- Problem description
Every entry should be repeated exactly. Omit the pictures.

------ Input data

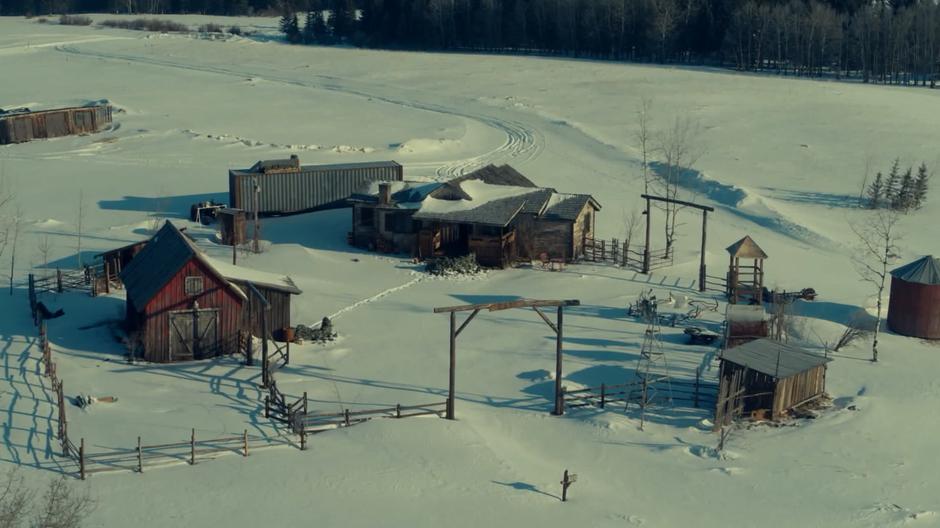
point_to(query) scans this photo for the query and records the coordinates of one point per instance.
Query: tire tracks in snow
(523, 142)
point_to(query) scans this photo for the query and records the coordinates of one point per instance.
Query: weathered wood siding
(154, 319)
(798, 388)
(278, 315)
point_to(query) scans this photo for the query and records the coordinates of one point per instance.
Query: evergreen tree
(904, 200)
(892, 186)
(876, 193)
(920, 186)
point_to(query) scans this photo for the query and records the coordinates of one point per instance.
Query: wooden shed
(776, 377)
(24, 125)
(183, 305)
(233, 224)
(914, 308)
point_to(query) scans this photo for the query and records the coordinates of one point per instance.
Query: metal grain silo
(914, 308)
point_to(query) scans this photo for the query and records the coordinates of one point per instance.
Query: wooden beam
(466, 322)
(546, 319)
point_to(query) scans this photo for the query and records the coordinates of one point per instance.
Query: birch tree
(877, 252)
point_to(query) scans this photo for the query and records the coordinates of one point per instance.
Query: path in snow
(522, 141)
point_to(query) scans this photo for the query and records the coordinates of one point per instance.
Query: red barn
(179, 307)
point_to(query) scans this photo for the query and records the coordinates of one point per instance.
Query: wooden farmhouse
(495, 213)
(775, 377)
(183, 305)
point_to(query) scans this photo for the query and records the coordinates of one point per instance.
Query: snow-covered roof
(925, 270)
(773, 358)
(488, 204)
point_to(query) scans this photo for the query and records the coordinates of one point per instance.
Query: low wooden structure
(495, 213)
(233, 225)
(914, 308)
(745, 323)
(183, 305)
(746, 282)
(775, 377)
(536, 305)
(19, 126)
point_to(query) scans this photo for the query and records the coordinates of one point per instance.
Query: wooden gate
(194, 334)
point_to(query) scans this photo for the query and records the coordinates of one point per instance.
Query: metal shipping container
(309, 188)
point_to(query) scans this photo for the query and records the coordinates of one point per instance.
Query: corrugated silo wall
(307, 190)
(914, 309)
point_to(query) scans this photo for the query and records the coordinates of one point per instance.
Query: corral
(26, 125)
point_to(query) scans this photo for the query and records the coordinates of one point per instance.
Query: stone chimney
(385, 193)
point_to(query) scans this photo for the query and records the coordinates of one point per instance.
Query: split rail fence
(696, 393)
(621, 254)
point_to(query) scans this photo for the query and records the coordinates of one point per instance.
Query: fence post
(81, 458)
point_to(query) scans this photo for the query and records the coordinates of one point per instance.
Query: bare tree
(62, 506)
(679, 149)
(878, 236)
(644, 137)
(15, 499)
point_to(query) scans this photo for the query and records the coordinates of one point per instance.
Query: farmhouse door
(194, 334)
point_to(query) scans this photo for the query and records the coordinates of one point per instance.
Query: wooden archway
(536, 305)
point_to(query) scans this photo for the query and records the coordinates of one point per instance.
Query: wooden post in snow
(453, 366)
(559, 395)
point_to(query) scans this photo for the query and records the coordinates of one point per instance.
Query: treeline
(888, 41)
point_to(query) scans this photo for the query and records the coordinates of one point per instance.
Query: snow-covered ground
(783, 161)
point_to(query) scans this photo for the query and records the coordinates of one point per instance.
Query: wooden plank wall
(155, 330)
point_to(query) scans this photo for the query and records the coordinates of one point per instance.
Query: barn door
(194, 334)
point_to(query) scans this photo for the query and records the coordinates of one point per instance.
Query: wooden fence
(621, 254)
(696, 393)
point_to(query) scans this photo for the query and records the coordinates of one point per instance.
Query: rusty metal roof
(925, 270)
(746, 248)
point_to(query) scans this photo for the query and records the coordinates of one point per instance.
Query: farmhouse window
(193, 285)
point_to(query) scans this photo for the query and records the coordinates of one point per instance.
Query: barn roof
(166, 253)
(773, 358)
(493, 175)
(492, 205)
(746, 248)
(568, 206)
(925, 270)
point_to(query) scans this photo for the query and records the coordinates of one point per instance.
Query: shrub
(74, 20)
(147, 24)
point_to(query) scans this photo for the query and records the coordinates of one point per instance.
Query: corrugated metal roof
(568, 206)
(493, 175)
(925, 270)
(773, 358)
(162, 257)
(746, 248)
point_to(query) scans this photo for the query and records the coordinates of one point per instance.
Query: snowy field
(783, 162)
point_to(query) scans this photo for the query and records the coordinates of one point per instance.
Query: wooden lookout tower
(746, 282)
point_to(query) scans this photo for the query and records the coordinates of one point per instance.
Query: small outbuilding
(183, 305)
(775, 377)
(914, 308)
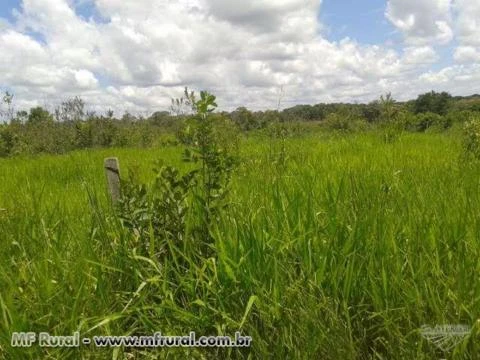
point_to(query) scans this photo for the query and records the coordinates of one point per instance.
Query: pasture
(332, 247)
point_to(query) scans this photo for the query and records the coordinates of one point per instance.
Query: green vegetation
(321, 240)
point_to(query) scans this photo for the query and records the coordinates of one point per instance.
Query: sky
(135, 55)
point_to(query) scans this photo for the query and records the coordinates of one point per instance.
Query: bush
(471, 139)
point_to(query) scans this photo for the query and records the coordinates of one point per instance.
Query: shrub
(471, 139)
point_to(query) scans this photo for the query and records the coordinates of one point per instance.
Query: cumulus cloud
(136, 55)
(422, 21)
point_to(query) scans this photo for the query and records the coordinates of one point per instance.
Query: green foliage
(39, 116)
(162, 211)
(471, 139)
(345, 256)
(158, 213)
(344, 123)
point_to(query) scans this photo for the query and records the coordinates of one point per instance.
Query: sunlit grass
(342, 252)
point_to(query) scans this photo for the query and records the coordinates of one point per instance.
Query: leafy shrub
(471, 139)
(162, 210)
(344, 123)
(157, 212)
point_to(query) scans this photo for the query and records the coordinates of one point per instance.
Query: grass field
(342, 251)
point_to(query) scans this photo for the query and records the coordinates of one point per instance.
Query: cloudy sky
(134, 55)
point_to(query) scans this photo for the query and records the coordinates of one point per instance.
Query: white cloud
(145, 52)
(422, 21)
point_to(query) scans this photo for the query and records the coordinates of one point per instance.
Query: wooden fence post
(112, 171)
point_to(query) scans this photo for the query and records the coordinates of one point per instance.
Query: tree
(39, 115)
(433, 102)
(387, 107)
(71, 110)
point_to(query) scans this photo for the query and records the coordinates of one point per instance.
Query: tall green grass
(342, 251)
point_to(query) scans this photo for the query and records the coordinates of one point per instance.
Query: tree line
(70, 126)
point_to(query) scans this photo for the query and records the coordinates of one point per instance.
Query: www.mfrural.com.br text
(157, 340)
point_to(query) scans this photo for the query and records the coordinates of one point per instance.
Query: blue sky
(137, 54)
(351, 18)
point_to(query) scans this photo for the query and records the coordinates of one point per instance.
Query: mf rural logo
(445, 337)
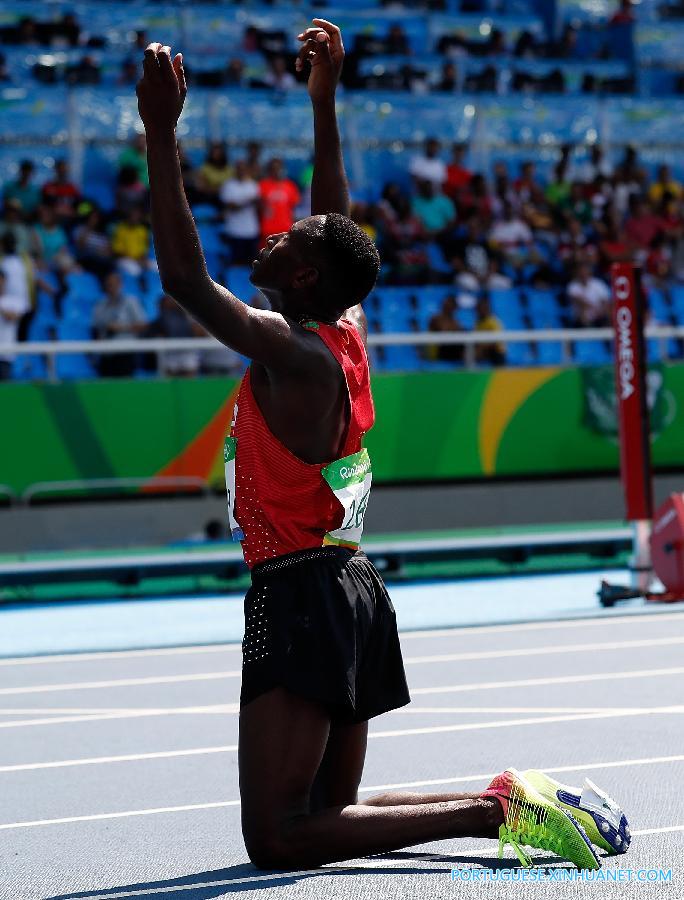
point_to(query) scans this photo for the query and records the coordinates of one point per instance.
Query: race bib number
(350, 481)
(229, 450)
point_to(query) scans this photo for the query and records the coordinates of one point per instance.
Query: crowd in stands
(436, 67)
(473, 232)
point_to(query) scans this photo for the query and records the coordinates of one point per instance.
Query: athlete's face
(282, 266)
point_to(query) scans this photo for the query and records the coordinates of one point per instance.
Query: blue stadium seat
(591, 353)
(73, 365)
(519, 353)
(550, 353)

------------

- Solution for this exercise
point_to(query) scans this photo for the query and records the coordinates of one point per instance.
Query: tire tracks in snow
(523, 142)
point_to(query) scans this photo for the query and records the coordinates of one point per instance.
Query: weathered wood siding
(154, 319)
(798, 388)
(278, 315)
point_to(query) scans this photo for the query and records the coordinates of one point per instance.
Query: evergreen tree
(904, 200)
(892, 186)
(876, 193)
(920, 186)
point_to(query) scans this photo for the query and records the coordinates of one point per instance.
Query: wooden shed
(776, 377)
(24, 125)
(183, 305)
(233, 224)
(914, 308)
point_to(query) scans this photo for the query and records the coordinates of one point per instance.
Query: metal grain silo
(914, 308)
point_to(query) scans this photo for the query and records the coordinates of one point per instance.
Query: wooden beam
(466, 322)
(546, 319)
point_to(query) scans this photo for the query and records the coordinates of one point per instance.
Query: birch tree
(877, 252)
point_to(query) scans this photo for the query and records the coordinates of one point per instance.
Query: path in snow
(522, 141)
point_to(query) scans this photo for the query and records the coordinates of one point per instance.
Query: red barn
(179, 307)
point_to(query) scans this photo for the query and records the coordinates of one point per instance.
Query: wooden farmhouse
(495, 213)
(775, 377)
(183, 305)
point_to(query) scans this photo for the query and records the coordinates of one point per instance.
Query: snow-covered roof
(925, 270)
(773, 358)
(488, 204)
point_to(query) scans this photo for the query and records the coordinates of one point per instance.
Query: low wooden structure
(495, 213)
(233, 225)
(914, 308)
(745, 323)
(183, 305)
(746, 282)
(775, 377)
(536, 305)
(19, 126)
point_to(query) scans this photo for the query and records the coordinates of one point per instance.
Query: wooden gate
(194, 334)
point_to(query) scans this photo for the query and records the coordinates of one point per instance.
Query: metal shipping container
(309, 188)
point_to(query) scans this photo for the query and records the coordinates of one point per instance.
Query: corrugated silo wall
(307, 190)
(914, 309)
point_to(query) scans this photo for the query and records the coordinates of one point per instance.
Query: corral
(26, 125)
point_to(query) scans this photo for the query and records the coordinates of one point per instance.
Query: stone chimney
(385, 193)
point_to(query) scans this photo for the query and records the coordinates of one point per instance.
Query: split rail fence
(696, 393)
(621, 254)
point_to(query) scans this photo for the query and records the coordinates of one point per instance.
Query: fence post
(81, 458)
point_to(query) scans this photo for the query and records the coordinates of one point per instance.
Query: bare tree
(62, 506)
(679, 149)
(878, 236)
(644, 137)
(15, 499)
point_to(query) scans this photo for the query and records the coordinates of one point per instance.
Query: farmhouse door
(194, 334)
point_to(query) scans this photo for the query and records the coordinates of one point per instance.
Query: wooden archway
(536, 305)
point_to(query) scans this photo for the query and records the coordinates of one point per instance.
Query: wooden post in snow
(453, 366)
(559, 395)
point_to(query) scans this photo for the query and records the coordinates of one point per instance.
Query: treeline
(888, 41)
point_to(query) scans this photo for the query and records the coordinates of one point per instance.
Query: snow-covered ground
(783, 161)
point_to(query) scans this photo for the query and records the coordinates of one point per instance.
Query: wooden plank wall
(155, 330)
point_to(query) scans this photo for the query and records the coordinates of one point per instance.
Query: barn door
(194, 334)
point_to(query) scans this photo for the query and records the coordinates of one point per instance.
Query: wooden fence
(621, 254)
(696, 393)
point_to(query) scans this photo for the query and records the coordinates of one point per instance.
Query: rusty metal roof
(925, 270)
(746, 248)
point_to(query) scans this photo for the query and records the coordinates of one point per instance.
Query: farmhouse window
(193, 285)
point_to(query) scans this photo for the query and records the coordinates of one point per instance.
Query: barn roof
(166, 253)
(773, 358)
(493, 175)
(492, 205)
(746, 248)
(568, 206)
(925, 270)
point_to(query) scans this photo for the query and records the coordinates of one point per instance.
Query: shrub
(74, 20)
(147, 24)
point_to(query) scans this photo for the query and records the coordinates of one point per instance.
Query: corrugated metal roof
(568, 206)
(493, 175)
(925, 270)
(773, 358)
(162, 257)
(746, 248)
point_to(query) scans this photo for the query and records the coordinates of one point per instance.
Query: snowy field
(783, 162)
point_to(query) scans this photo for the query and records the coordinates of one point per instance.
Query: wooden lookout tower
(746, 282)
point_to(query) scans this photo for the query and records the coordinates of one point per instance.
Query: small outbuilding
(183, 305)
(775, 377)
(914, 308)
point_to(query) scans this photo for the query and records the coordinates of one point per instance.
Query: pasture
(332, 247)
point_to(query) scans this photo for the query and records the coordinates of one point per instance.
Query: green vegetation
(321, 240)
point_to(query) scans this photo for the query and records the coordinates of one point per instance.
Query: sky
(135, 55)
point_to(query) scans this photo for the query and records the coordinates of one point per instance.
Query: bush
(471, 139)
point_to(query) scans this photo for the query and records the coordinates of one point per instance.
Query: shrub
(471, 139)
point_to(query) scans this photo for the query and records the coordinates of one point per instance.
Query: cumulus cloud
(136, 55)
(422, 21)
point_to(query) scans this photo for the query and records the coordinates of one point per instance.
Query: green foliage
(39, 116)
(162, 211)
(471, 139)
(345, 256)
(158, 213)
(344, 123)
point_to(query) scans this photo for the query and records the coordinates of one point per instance.
Query: sunlit grass
(342, 252)
point_to(query) scans this photo for the query and records the coordinates of one point per instance.
Query: leafy shrub
(471, 139)
(162, 210)
(344, 123)
(157, 212)
point_to(query) scans this photo for the query and records the coordinates of one point per instance.
Query: grass field
(342, 251)
point_to(query) scans this photo for the query and records the coordinates of one point per instance.
Query: cloudy sky
(134, 55)
point_to(query) scans this photo for the query and records the coordinates of one point per instance.
Query: white cloud
(145, 52)
(422, 21)
point_to(query) scans this photo for the query and records the coordinates of one point per instance.
Query: wooden fence post
(112, 171)
point_to(query) scans this photo for the query and records the coordinates of one point per instance.
Query: tree
(39, 115)
(433, 102)
(387, 107)
(71, 110)
point_to(query) scans this photo for the query and records the coordinates of one point per instance.
Query: tall green grass
(342, 251)
point_to(query) scans this photo for the query and records the coordinates of one point per instance.
Query: tree line
(70, 126)
point_to(query) scans this photo for the query and records the coordinates of one point per instance.
Query: www.mfrural.com.br text
(157, 340)
point_to(query) scans this photo for the query and records the coordinates of one point per instance.
Query: blue sky
(137, 54)
(351, 18)
point_to(query) scans this photo for the query and records the coordinates of one point per instance.
Query: mf rural logo
(445, 337)
point_to(query) scans this photo for the query and records the coordinates of one point per instance.
Query: race bib number
(350, 481)
(229, 450)
point_to(query) scans this photo for the query and records the coordinates of one point per instance.
Query: crowd in stands
(436, 67)
(473, 232)
point_to(query) scans this photo for the query and records the coordinates of one point per instance.
Query: athlete's face
(282, 266)
point_to(query) scans this photo for the query and records the coordinates of one point per instance.
Query: blue stadium seat
(591, 353)
(73, 365)
(519, 353)
(550, 353)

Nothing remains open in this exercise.